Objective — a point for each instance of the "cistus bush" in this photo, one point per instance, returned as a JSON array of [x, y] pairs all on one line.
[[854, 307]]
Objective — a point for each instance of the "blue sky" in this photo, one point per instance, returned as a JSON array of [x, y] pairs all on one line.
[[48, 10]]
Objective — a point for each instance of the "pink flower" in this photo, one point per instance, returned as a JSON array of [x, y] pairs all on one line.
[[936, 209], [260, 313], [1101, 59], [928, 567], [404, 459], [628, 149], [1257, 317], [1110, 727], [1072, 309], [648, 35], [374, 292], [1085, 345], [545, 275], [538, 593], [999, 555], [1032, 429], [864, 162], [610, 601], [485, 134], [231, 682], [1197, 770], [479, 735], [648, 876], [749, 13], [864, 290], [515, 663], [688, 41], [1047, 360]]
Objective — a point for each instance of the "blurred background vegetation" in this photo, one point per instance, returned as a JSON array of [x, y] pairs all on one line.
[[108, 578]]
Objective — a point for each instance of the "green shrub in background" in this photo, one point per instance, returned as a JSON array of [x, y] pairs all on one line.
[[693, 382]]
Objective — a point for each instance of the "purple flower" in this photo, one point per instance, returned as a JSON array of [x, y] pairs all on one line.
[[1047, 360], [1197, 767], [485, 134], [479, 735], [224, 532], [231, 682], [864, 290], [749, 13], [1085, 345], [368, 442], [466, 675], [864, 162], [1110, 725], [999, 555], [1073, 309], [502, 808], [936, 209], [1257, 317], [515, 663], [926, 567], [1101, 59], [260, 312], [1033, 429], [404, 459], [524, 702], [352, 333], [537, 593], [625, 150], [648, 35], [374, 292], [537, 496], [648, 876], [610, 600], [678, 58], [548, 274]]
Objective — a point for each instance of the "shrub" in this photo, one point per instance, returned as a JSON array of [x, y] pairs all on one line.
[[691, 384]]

──────────

● EXERCISE DETAILS: Copy out every line of the material above word for word, with nothing changed or left out.

● EXERCISE RESPONSE:
Objective — a point for each instance of the "cistus bush" in this photo, one point per instance, returned as a JSON array of [x, y] pairs all on one line.
[[854, 307]]
Objective — a point for each instance of the "blue sky" in this photo, one point per instance, returned as a JSON array of [x, y] pairs all on one line.
[[48, 10]]
Objective — a point for each instance of the "pink flower" in this photo, one point per instance, returned as a JSON array of [x, y] pairs all on one line.
[[936, 209], [260, 313], [1101, 59], [928, 567], [404, 459], [628, 149], [1257, 317], [1110, 727], [1072, 309], [648, 35], [374, 292], [1085, 345], [545, 275], [538, 593], [999, 555], [1032, 429], [864, 162], [610, 601], [485, 134], [231, 682], [1197, 770], [479, 735], [648, 876], [749, 13], [864, 290], [515, 663], [688, 41], [1047, 360]]
Objective — a point for each instance of the "blurred background vegetation" in this photo, one point per instance, returned as a JSON array of [x, y] pairs all on one line.
[[108, 578]]
Objective — a point for each instance of the "green shrub in background" in this photo, one point per instance, returned as a JSON array of [x, y] pairs all on one line.
[[693, 382]]
Objective — a point for each instance of the "purple flower" in this photo, one point per instance, returned as a JSON array of [x, y] pairs all on one line.
[[1047, 360], [1197, 767], [485, 134], [479, 735], [224, 532], [231, 682], [864, 290], [749, 13], [1085, 345], [368, 442], [466, 675], [864, 162], [1110, 725], [999, 555], [1073, 309], [502, 808], [936, 209], [1257, 317], [515, 663], [926, 567], [1101, 59], [260, 312], [1033, 429], [404, 459], [524, 702], [352, 333], [537, 593], [625, 150], [648, 35], [374, 292], [537, 496], [648, 876], [610, 600], [678, 58], [548, 274]]
Objective — a point for each instance of the "shrub" in this photo, one point per instance, returned as a JSON array of [x, y] pairs all on one line.
[[691, 384]]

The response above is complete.